BRIEF: Filter the entries below, keeping only lines with the word "headlight".

DATASET:

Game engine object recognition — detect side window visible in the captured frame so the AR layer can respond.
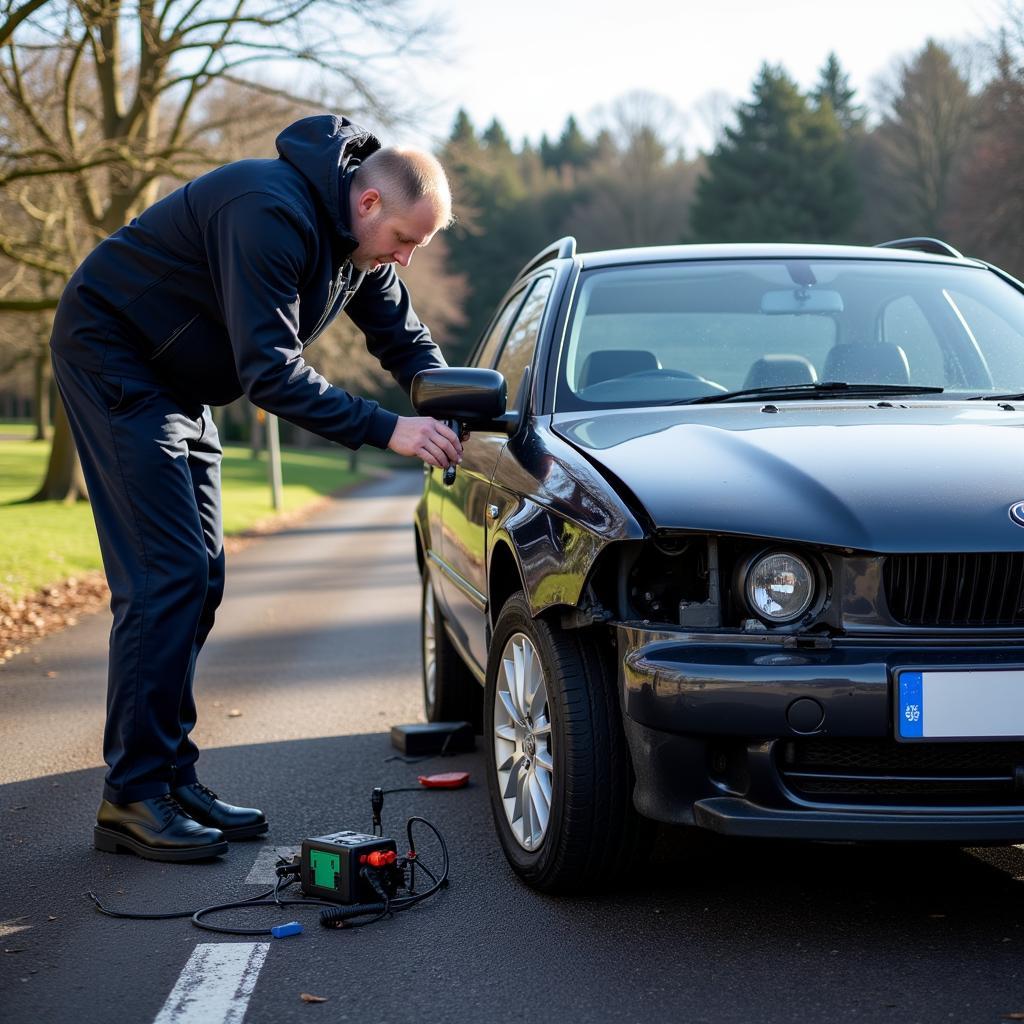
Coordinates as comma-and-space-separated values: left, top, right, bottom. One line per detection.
947, 289, 1024, 389
494, 276, 554, 410
474, 288, 527, 369
880, 296, 948, 386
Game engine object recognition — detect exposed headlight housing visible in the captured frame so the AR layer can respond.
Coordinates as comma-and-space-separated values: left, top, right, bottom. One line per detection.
744, 551, 816, 624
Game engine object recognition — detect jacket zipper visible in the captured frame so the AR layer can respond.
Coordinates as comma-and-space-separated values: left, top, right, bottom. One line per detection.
305, 266, 349, 347
150, 313, 199, 360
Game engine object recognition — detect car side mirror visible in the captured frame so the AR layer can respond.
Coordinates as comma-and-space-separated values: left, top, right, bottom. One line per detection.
412, 368, 518, 486
411, 367, 517, 434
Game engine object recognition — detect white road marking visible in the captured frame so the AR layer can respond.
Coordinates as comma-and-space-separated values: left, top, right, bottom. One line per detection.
245, 844, 301, 885
153, 943, 269, 1024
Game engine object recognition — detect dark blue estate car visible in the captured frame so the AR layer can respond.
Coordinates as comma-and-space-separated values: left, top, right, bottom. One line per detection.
412, 237, 1024, 892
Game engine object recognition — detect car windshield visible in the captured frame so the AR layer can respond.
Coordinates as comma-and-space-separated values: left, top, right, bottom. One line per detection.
555, 259, 1024, 410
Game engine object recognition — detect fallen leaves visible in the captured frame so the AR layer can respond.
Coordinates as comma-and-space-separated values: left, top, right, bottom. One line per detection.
227, 708, 242, 718
0, 573, 109, 664
299, 993, 328, 1003
0, 492, 347, 665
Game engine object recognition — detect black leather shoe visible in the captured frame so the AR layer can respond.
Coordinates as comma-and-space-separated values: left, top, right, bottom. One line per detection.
172, 782, 268, 840
94, 795, 228, 861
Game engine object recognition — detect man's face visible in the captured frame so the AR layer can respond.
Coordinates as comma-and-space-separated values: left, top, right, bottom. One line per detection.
349, 189, 442, 273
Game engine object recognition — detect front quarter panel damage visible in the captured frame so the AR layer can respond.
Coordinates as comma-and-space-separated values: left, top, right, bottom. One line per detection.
487, 424, 644, 618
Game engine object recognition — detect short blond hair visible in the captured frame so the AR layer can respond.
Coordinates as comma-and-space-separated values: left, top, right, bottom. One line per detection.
354, 147, 453, 227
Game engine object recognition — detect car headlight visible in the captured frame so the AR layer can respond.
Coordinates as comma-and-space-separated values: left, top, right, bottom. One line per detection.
744, 551, 816, 624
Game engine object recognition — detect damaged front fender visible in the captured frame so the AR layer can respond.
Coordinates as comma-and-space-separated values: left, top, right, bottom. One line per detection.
486, 424, 645, 618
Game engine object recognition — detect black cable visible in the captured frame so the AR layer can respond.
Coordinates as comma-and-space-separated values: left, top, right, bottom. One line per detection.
88, 816, 450, 936
384, 730, 456, 764
88, 886, 275, 921
401, 816, 450, 907
192, 894, 352, 936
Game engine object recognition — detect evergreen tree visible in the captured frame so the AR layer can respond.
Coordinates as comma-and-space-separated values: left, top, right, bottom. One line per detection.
449, 108, 478, 148
690, 63, 860, 242
555, 115, 594, 167
812, 52, 865, 132
441, 112, 546, 361
539, 132, 558, 168
538, 118, 596, 169
482, 118, 512, 153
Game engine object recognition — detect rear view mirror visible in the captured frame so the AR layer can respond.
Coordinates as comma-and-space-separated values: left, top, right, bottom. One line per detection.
761, 288, 844, 314
411, 367, 509, 428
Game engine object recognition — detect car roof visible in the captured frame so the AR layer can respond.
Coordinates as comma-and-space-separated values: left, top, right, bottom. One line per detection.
575, 242, 985, 271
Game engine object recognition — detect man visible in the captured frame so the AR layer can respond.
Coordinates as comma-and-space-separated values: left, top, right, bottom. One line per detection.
49, 113, 463, 862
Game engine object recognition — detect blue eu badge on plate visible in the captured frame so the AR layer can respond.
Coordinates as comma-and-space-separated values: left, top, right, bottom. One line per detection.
898, 671, 923, 738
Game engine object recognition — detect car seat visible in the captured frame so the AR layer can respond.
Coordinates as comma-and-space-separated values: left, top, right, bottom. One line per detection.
743, 354, 818, 389
578, 349, 661, 389
823, 342, 911, 385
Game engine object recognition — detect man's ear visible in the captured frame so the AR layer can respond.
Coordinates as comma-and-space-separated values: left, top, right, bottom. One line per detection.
356, 188, 382, 217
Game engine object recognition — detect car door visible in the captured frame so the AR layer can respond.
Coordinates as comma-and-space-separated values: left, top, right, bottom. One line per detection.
439, 274, 554, 670
431, 284, 528, 665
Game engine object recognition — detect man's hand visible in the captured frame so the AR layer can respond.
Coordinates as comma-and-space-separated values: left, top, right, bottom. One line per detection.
387, 416, 464, 469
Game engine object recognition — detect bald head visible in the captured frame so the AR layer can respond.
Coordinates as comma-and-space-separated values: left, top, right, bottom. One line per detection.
347, 147, 452, 271
353, 146, 452, 227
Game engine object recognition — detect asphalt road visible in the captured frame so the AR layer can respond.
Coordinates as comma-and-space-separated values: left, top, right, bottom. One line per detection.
2, 469, 1024, 1024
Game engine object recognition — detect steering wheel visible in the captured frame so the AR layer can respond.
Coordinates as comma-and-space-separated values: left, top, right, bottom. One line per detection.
615, 368, 729, 392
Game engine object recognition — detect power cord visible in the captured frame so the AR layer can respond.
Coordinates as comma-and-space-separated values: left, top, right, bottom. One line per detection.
88, 814, 449, 937
384, 730, 457, 764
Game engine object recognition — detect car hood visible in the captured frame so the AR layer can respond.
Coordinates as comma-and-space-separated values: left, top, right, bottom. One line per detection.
550, 402, 1024, 552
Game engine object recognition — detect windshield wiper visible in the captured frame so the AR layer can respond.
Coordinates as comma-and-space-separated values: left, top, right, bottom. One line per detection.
683, 381, 945, 405
968, 392, 1024, 401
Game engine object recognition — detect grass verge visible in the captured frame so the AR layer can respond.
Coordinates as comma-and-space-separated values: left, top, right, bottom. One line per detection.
0, 438, 370, 601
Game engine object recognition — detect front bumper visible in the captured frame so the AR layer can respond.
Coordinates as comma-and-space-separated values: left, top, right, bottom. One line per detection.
693, 797, 1024, 841
617, 624, 1024, 841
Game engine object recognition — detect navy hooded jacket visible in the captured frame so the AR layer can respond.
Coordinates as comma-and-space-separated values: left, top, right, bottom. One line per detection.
50, 115, 447, 450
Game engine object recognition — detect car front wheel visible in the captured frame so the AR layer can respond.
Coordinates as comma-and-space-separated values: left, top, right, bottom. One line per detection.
485, 591, 646, 892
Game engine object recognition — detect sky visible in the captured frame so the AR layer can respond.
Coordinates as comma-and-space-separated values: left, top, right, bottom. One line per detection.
389, 0, 1003, 154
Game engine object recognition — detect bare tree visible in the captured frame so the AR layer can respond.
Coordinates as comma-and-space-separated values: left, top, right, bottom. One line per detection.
0, 0, 440, 499
950, 3, 1024, 277
858, 40, 977, 241
573, 91, 700, 248
691, 88, 735, 153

ANSWER:
Game engine object recognition — detect exposed headlight housing visible in the captured frame so the AR layer can respond.
Game engine object recognition — detect car headlight visible in the captured frame so the AR layer can respond.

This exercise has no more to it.